Output every entry exactly as given.

## BEGIN Records supplied

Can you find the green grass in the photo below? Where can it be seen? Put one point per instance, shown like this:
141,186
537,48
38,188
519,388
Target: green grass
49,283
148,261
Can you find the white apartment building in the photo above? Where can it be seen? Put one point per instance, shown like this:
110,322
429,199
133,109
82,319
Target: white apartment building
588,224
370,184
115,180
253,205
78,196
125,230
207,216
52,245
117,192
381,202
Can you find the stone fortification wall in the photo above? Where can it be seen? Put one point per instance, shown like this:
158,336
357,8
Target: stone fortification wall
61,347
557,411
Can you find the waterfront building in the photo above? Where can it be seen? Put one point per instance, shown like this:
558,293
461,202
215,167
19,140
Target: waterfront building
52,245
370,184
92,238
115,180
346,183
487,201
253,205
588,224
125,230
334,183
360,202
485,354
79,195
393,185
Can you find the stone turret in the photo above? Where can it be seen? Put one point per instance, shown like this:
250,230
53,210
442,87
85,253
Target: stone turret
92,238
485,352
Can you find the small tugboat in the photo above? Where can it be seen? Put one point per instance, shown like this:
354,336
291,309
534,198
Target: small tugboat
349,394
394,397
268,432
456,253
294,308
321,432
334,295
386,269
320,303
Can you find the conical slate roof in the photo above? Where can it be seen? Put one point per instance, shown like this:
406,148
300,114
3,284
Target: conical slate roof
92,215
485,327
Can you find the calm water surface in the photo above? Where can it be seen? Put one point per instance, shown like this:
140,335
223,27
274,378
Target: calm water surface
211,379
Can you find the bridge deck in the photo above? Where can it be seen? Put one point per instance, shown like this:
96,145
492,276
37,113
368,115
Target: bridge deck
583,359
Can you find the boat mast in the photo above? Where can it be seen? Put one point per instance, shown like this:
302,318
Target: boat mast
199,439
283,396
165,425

## END Records supplied

Solution to this task
Can you find the green grass in the photo below? Where can it be seen? Put one point per instance, shown like this:
141,186
537,48
38,188
519,388
Target: green grass
49,283
148,261
Can you find the white apartment building in the photo above? Where can it be seen? Put one point per instance, shown like this:
110,322
429,199
133,109
82,319
Target: white apartment building
588,224
370,184
115,180
253,205
78,196
125,230
207,216
52,245
117,192
381,202
Can you find the stone fortification wall in the photo above? Where can it be seen? Put one point per instance, shown like this:
158,336
357,8
Target: stone fortification wall
61,347
557,411
Can you find the waterfront building in the photo above? Where can it be seen? Put one point per instance, shown like this:
558,293
461,202
215,167
19,140
Target: waterfront building
52,245
370,184
92,238
115,180
346,183
487,201
253,205
588,224
125,230
334,183
360,202
485,354
79,195
393,185
Can you find the stone turret in the photo above? Where can it be seen? Put one point per instance, shown like this:
250,230
53,210
442,87
85,253
Target: stone turret
92,238
485,352
Can you find the small tugboat in the photo above? Where can it be seen? Put one point per instance, shown like this:
354,336
291,309
534,198
Target: small tugboat
349,394
394,397
268,432
456,253
294,308
321,432
334,295
386,269
320,303
Can you find the conical slate roof in the photo above? Where can it be seen? Put one point per instance, shown like this:
406,148
300,114
3,284
Target: conical slate roof
92,215
485,327
Can you find the calm water surface in the photo above? Where can it be seen? Put one point per instance, shown like this:
140,335
223,27
274,378
Target: calm water surface
211,379
Can you find the bridge deck in the photo above? Where can it be seen? Put one point per instance, shown like this:
96,145
492,276
37,113
368,115
Target: bridge deck
583,359
Can you find the boat mast in the photo above? Where can it be seen? Put one point per instance, shown like this:
302,318
Target: boat mast
199,439
283,396
165,425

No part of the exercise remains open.